- _Eingabezeilen_:
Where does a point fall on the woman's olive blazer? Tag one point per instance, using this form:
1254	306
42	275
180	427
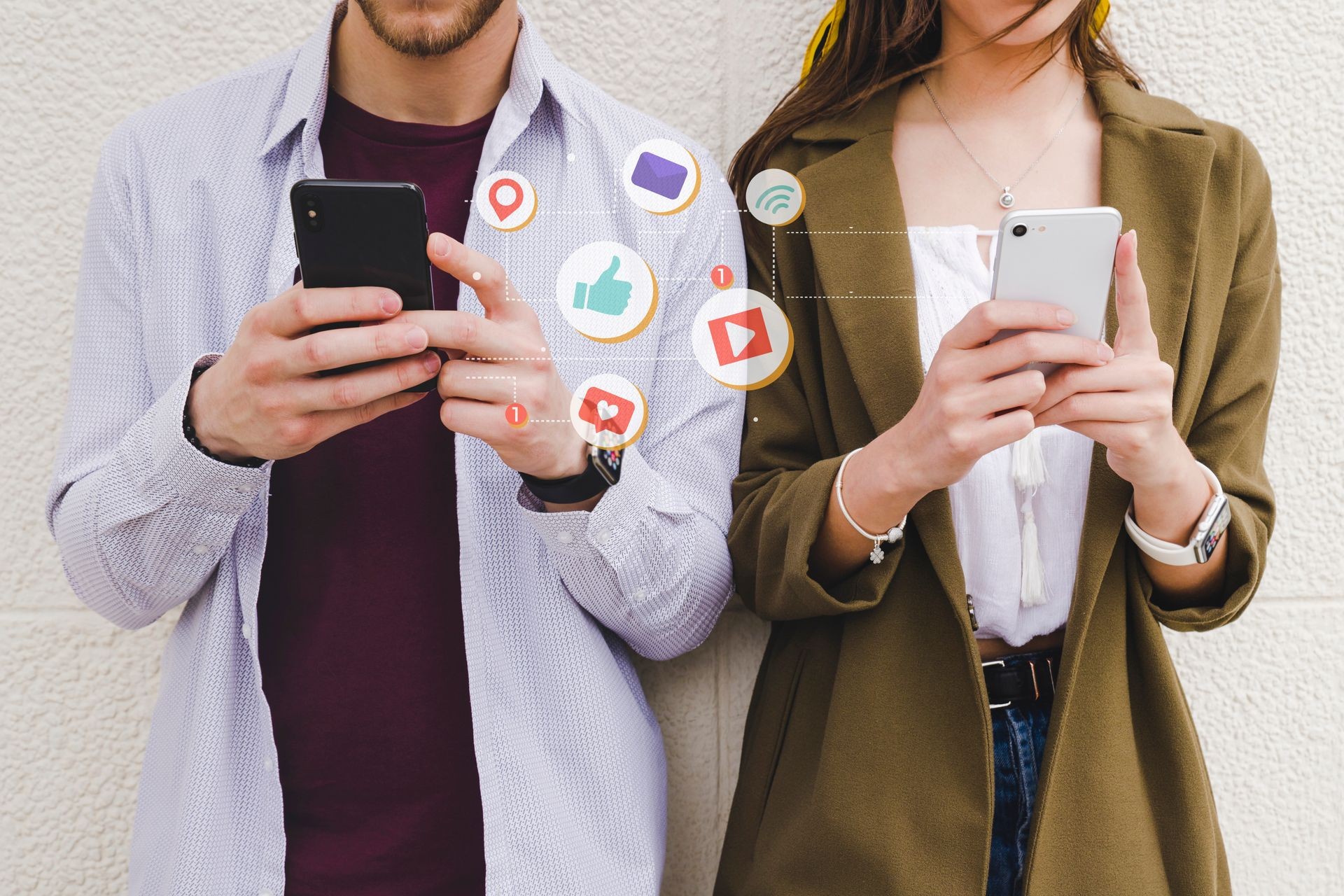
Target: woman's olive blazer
867	755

- _Aufgabe_: Ordne sämtliche Zeilen der obigen Daten als JSON-Liste von Zeichenketten an, mit genau einem Eintrag pro Zeile und ohne Leerzeilen. Die Bilder gehören nicht in die Antwort.

- _Endergebnis_:
[
  "Where does a point fall on the woman's olive blazer? Tag one point per instance, using this form:",
  "1254\t306",
  "42\t275",
  "180\t427",
  "Target: woman's olive blazer",
  "867\t755"
]